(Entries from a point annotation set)
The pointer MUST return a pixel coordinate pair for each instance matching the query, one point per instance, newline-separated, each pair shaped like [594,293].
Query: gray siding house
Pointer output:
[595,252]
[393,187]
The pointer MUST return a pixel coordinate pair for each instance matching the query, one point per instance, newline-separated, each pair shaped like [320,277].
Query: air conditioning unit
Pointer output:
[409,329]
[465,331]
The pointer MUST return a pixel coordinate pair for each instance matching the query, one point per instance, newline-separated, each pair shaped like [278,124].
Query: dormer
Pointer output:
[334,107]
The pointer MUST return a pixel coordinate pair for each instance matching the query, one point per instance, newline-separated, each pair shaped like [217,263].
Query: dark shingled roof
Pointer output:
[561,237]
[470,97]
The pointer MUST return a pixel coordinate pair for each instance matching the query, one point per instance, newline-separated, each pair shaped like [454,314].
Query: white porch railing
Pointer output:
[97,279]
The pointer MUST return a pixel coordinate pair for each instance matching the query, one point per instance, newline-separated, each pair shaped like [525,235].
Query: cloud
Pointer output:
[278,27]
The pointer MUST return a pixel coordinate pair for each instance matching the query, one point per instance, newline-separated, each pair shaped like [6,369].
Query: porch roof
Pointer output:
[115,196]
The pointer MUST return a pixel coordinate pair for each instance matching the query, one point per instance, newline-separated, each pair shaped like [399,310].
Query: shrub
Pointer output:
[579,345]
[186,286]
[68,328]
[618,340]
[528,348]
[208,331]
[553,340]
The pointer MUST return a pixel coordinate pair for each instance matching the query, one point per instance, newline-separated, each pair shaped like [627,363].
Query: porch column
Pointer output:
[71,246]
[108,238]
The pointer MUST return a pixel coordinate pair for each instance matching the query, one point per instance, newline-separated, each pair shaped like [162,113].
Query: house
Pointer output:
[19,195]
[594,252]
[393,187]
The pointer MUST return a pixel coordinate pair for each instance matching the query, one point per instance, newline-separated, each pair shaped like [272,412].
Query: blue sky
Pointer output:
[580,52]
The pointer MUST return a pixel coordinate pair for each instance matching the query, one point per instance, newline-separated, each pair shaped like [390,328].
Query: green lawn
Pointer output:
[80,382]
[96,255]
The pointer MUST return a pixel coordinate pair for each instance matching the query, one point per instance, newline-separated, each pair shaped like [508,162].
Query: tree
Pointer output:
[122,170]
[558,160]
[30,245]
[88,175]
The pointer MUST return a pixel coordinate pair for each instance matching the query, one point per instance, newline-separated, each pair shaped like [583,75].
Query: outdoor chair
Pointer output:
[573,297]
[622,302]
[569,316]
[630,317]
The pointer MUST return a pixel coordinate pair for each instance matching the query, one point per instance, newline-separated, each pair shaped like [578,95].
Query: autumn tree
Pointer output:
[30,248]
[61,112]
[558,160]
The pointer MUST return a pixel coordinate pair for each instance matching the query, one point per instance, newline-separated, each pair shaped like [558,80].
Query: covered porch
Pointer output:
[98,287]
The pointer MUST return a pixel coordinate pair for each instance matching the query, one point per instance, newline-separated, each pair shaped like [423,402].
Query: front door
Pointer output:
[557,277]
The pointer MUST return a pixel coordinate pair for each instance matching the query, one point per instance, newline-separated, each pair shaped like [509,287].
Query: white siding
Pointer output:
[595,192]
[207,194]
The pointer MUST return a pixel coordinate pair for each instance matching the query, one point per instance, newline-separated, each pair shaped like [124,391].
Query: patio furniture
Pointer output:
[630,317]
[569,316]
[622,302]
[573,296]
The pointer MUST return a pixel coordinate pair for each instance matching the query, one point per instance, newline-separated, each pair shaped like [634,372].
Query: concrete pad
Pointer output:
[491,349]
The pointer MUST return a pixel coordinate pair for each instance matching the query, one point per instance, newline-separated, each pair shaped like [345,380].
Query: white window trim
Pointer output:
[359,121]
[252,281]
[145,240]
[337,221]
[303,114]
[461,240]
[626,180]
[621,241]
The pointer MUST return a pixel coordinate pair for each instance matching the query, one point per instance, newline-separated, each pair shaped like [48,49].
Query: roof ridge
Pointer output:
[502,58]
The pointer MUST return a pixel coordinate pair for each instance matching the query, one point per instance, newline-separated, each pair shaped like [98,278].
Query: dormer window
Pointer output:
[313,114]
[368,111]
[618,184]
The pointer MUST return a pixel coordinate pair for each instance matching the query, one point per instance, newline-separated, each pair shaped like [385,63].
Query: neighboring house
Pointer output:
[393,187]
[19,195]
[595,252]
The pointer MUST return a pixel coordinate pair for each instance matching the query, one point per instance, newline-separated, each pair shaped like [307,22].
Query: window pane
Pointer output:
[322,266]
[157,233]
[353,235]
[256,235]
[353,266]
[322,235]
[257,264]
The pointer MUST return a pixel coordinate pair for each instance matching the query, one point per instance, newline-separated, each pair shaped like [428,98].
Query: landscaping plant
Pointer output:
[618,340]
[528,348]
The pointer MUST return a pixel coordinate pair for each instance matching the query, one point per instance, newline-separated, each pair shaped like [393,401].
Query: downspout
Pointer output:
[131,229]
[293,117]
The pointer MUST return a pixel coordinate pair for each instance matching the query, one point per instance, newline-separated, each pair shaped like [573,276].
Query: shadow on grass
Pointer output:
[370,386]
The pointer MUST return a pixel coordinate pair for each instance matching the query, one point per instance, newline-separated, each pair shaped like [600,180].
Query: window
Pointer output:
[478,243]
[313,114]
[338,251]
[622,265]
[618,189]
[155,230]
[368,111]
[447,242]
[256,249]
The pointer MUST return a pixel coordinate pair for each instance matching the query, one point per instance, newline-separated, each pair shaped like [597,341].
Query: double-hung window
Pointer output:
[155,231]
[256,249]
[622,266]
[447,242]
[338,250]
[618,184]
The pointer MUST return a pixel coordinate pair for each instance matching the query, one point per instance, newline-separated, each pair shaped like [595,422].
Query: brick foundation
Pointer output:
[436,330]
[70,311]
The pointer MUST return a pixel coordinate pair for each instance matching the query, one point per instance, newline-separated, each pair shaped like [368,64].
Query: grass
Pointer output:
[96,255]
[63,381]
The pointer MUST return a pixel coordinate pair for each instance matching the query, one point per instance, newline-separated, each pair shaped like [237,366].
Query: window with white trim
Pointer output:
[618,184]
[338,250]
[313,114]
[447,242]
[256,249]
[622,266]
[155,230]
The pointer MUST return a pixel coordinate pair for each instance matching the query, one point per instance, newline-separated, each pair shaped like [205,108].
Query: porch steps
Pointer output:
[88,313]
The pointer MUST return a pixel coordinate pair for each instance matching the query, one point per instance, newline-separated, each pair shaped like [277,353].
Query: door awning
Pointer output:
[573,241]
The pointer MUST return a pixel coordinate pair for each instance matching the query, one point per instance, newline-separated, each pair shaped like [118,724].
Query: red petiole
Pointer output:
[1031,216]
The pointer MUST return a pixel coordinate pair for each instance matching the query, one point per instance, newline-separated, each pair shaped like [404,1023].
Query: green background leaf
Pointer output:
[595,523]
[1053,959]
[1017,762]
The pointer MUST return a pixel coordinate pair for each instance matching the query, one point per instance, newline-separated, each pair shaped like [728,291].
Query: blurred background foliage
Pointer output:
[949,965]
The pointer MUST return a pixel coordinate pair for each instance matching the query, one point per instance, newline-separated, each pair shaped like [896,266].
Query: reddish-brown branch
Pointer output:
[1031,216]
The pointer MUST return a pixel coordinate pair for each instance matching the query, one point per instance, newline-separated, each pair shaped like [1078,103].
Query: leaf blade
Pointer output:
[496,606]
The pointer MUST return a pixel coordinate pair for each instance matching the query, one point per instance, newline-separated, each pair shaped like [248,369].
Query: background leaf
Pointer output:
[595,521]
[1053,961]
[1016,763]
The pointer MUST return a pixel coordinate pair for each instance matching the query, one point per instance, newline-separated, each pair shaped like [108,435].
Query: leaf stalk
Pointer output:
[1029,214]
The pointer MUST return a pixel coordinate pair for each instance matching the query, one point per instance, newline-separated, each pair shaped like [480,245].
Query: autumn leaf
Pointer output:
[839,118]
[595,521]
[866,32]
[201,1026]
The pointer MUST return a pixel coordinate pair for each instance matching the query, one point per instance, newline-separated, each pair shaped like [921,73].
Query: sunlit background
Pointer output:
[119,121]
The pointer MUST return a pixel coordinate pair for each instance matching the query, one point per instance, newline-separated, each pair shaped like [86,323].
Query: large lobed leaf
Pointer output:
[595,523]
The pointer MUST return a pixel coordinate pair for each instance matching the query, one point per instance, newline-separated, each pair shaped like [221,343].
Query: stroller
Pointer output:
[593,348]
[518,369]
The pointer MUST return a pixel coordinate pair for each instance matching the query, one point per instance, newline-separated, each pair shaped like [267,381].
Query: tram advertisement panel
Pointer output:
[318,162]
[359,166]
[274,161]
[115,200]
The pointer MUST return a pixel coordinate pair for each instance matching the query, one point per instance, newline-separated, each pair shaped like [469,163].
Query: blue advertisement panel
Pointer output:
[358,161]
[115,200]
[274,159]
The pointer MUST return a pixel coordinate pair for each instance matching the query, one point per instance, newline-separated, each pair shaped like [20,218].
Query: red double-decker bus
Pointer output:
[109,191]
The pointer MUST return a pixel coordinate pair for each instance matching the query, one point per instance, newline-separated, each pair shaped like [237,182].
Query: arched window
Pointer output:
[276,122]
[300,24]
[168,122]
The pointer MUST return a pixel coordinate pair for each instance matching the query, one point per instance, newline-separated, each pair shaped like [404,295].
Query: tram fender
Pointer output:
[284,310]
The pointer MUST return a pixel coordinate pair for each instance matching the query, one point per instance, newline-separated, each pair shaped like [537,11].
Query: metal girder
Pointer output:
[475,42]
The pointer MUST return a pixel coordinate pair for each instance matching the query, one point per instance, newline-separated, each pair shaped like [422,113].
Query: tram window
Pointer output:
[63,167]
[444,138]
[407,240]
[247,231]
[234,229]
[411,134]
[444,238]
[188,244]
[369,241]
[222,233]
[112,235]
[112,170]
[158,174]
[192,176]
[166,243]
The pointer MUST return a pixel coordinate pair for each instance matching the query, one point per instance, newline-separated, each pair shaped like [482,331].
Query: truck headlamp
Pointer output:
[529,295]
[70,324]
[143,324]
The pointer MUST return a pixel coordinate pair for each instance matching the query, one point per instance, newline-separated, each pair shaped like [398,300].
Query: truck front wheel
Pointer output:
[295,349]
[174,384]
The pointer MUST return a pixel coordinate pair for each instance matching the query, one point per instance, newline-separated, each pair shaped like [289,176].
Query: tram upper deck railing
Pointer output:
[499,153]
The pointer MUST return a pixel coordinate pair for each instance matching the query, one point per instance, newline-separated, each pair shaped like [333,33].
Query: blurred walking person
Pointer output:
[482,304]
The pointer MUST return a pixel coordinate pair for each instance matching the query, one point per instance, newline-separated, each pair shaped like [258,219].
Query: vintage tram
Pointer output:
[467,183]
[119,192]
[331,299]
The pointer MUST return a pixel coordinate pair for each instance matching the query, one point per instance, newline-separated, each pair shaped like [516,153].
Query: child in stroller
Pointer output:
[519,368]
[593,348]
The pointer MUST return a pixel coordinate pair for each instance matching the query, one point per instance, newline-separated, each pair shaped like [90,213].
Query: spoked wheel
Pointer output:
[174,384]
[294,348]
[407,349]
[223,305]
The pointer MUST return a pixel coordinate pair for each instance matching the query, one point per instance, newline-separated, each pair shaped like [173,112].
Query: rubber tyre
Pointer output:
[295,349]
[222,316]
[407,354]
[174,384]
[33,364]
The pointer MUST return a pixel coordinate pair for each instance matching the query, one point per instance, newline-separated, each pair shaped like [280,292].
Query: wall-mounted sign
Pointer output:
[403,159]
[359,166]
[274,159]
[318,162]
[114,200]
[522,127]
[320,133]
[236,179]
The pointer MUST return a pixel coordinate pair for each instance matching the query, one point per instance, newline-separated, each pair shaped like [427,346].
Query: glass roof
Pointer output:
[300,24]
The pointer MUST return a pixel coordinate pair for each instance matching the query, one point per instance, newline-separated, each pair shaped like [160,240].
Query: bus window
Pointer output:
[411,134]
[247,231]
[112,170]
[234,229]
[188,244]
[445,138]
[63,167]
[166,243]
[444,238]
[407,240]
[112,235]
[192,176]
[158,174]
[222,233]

[What to work on]: Word for word, quote the lines from the line containing "shaped like [280,292]." through the end of the material, both included, and nothing else.

[Answer to the problem]:
The pointer MUST return a pixel coordinate pair for each instance matching the query, one point per instance, newline-separated, each pair shaped like [280,292].
Query: wall-mounted sign
Pointer output:
[403,159]
[359,166]
[274,159]
[318,162]
[114,200]
[522,127]
[320,133]
[236,179]
The pointer MUST return a pixel coordinate pair for each instance matching the query, one point per instance, newline-separated, each pair shaped like [427,346].
Query: glass roof
Pointer output:
[300,24]
The pointer MUST return a pixel coordinate pair for each instance matching the query, one point per instance, newline-separated, each pair shaped like [160,240].
Query: bus window
Pointer output:
[411,134]
[247,231]
[112,170]
[234,229]
[188,244]
[445,138]
[63,167]
[166,243]
[444,238]
[407,240]
[112,235]
[192,176]
[158,174]
[222,233]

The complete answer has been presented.